SHORT PROBLEM: Output exactly the lines between the line that contains "of the door" and the last line of the material, counting both.
━━━━━━
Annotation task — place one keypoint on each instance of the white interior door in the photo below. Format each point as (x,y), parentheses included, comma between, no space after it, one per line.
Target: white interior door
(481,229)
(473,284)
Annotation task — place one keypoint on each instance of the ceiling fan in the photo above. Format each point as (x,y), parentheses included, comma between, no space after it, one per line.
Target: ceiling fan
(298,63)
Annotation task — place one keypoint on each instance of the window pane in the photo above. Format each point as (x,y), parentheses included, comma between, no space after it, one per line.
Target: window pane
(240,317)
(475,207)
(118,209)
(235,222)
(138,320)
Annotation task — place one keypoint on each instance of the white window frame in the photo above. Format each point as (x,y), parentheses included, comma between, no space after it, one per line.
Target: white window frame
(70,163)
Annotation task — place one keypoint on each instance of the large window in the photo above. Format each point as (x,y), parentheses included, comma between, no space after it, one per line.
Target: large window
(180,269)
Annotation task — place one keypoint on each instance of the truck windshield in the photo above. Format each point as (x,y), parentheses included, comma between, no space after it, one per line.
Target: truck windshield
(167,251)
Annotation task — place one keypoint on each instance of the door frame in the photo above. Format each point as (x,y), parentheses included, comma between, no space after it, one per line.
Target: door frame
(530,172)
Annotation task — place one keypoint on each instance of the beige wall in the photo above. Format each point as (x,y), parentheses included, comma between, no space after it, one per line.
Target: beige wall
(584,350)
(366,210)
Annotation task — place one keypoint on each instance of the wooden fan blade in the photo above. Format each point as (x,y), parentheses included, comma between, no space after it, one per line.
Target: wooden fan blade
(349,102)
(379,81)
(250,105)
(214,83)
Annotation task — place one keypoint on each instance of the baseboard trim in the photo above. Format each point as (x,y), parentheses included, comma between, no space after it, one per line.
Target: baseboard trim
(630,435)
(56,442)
━━━━━━
REPLY:
Annotation task — place one keypoint on each instance of the door frame in the photo above. Format each point as (x,y), parentheses included, comma between, no space after it, one per line.
Target: door frame
(530,172)
Annotation task — place one keypoint on each instance of the beige wall in the photo above. Format each point as (x,y), parentheses included, comma between, no space after it, one per line.
Target: beige wall
(584,350)
(366,210)
Annotation task — place one keypoint on each instance of the wooden fan blade in the photo above. Format each point as (x,y), parentheses included, comma between, no space after it, one per line.
Target: wooden fan blade
(349,102)
(379,81)
(250,105)
(214,83)
Annotation task — place one keypoint on each instance of the baseboard trim in the photo above. Format each point as (x,y), parentheses included, comma between, no space after it, one per line.
Target: baseboard trim
(630,435)
(56,442)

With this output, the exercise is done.